[Problem statement]: Which lines of the records below contain the word "baseball"? Copy each of them out.

[Records excerpted from a collection]:
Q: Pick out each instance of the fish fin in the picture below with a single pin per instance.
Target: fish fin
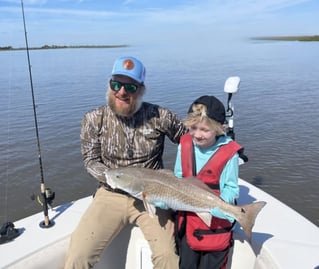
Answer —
(205, 217)
(166, 172)
(246, 216)
(150, 209)
(197, 182)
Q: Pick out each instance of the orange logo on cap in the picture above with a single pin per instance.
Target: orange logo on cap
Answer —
(128, 64)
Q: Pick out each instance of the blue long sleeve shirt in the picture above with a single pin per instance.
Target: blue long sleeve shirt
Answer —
(229, 189)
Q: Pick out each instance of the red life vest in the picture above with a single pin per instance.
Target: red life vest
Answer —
(218, 235)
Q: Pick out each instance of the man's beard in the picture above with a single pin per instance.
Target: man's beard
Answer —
(124, 112)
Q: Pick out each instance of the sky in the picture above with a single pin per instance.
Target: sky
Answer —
(133, 22)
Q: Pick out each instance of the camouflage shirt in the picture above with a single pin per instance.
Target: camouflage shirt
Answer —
(110, 141)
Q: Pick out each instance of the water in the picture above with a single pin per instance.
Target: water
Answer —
(275, 114)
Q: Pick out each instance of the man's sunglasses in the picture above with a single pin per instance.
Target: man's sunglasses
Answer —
(129, 87)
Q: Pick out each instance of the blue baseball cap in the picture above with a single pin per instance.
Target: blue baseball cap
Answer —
(131, 67)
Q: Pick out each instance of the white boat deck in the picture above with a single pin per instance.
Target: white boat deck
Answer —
(281, 239)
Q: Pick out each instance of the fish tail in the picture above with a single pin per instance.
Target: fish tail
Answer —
(247, 215)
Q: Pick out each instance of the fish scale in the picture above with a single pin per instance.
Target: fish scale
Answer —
(187, 194)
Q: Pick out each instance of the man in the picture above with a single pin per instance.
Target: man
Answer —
(126, 132)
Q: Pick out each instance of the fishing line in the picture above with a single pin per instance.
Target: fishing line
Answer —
(47, 222)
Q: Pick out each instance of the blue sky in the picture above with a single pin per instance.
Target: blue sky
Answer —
(131, 22)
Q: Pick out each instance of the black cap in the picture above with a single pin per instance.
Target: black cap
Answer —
(215, 108)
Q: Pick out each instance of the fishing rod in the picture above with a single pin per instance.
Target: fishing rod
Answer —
(47, 195)
(231, 87)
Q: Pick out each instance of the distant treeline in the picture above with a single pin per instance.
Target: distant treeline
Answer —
(289, 38)
(65, 47)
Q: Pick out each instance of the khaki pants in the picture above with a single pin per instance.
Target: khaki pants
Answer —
(105, 218)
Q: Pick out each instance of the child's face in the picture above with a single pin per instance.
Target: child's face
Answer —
(203, 134)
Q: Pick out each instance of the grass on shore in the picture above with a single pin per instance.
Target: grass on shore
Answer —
(65, 47)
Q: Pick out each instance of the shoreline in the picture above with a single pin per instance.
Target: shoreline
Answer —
(289, 38)
(45, 47)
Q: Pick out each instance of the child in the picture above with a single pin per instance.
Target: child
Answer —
(207, 153)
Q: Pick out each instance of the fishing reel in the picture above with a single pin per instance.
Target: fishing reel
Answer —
(231, 87)
(49, 197)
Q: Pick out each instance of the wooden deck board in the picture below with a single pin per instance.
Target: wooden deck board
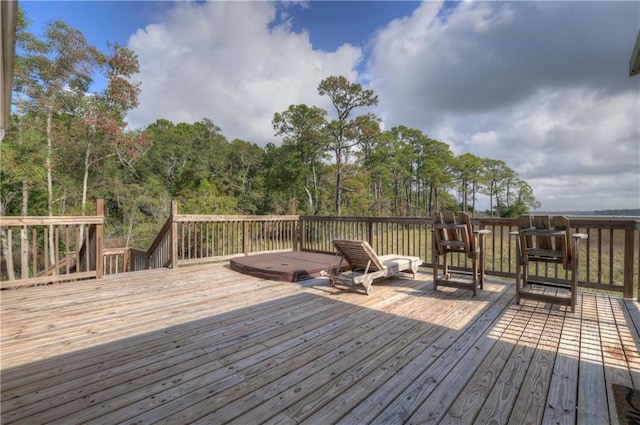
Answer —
(205, 345)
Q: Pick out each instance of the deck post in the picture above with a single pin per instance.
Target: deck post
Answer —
(245, 238)
(174, 235)
(628, 264)
(294, 235)
(303, 232)
(100, 239)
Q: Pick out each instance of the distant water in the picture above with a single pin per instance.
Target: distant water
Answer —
(608, 213)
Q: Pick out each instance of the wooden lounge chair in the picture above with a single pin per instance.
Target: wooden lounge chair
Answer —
(365, 266)
(541, 239)
(453, 235)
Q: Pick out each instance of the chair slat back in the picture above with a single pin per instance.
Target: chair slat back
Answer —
(453, 238)
(541, 247)
(358, 254)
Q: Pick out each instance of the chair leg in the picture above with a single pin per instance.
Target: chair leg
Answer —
(518, 280)
(474, 272)
(434, 262)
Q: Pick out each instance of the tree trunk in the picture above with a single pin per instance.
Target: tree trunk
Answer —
(48, 165)
(338, 182)
(24, 237)
(85, 184)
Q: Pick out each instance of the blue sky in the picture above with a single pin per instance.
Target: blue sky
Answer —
(543, 86)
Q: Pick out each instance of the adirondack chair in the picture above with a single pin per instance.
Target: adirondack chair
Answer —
(455, 235)
(365, 265)
(541, 239)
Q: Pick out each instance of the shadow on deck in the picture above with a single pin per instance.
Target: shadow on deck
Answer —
(207, 345)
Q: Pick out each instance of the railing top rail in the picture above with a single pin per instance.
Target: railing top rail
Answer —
(595, 222)
(411, 220)
(46, 221)
(202, 217)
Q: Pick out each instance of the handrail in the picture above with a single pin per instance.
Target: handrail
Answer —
(610, 255)
(72, 258)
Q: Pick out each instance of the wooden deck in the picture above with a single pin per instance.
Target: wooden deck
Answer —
(207, 345)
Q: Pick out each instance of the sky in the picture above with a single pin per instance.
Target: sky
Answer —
(543, 86)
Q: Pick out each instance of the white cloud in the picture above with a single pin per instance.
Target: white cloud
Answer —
(540, 85)
(236, 63)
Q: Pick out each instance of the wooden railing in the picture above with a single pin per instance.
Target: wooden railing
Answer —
(40, 250)
(189, 239)
(123, 260)
(610, 257)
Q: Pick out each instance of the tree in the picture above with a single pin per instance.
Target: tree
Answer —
(345, 97)
(468, 172)
(49, 73)
(303, 130)
(496, 174)
(102, 116)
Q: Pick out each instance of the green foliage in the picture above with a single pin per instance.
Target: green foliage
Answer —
(328, 163)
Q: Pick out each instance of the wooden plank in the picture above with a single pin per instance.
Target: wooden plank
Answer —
(626, 317)
(334, 400)
(474, 375)
(563, 389)
(616, 370)
(592, 391)
(396, 399)
(500, 401)
(530, 405)
(187, 344)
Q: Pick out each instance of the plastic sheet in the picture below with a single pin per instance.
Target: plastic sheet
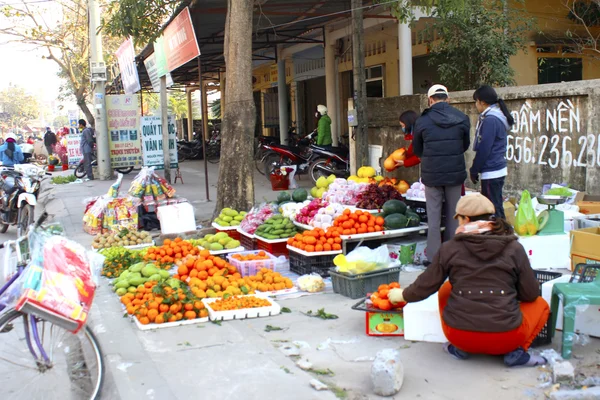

[The answer]:
Q: Pick out each instance of the blue baseball cap in the picture above with a single pin per instance.
Target: blue baseball cap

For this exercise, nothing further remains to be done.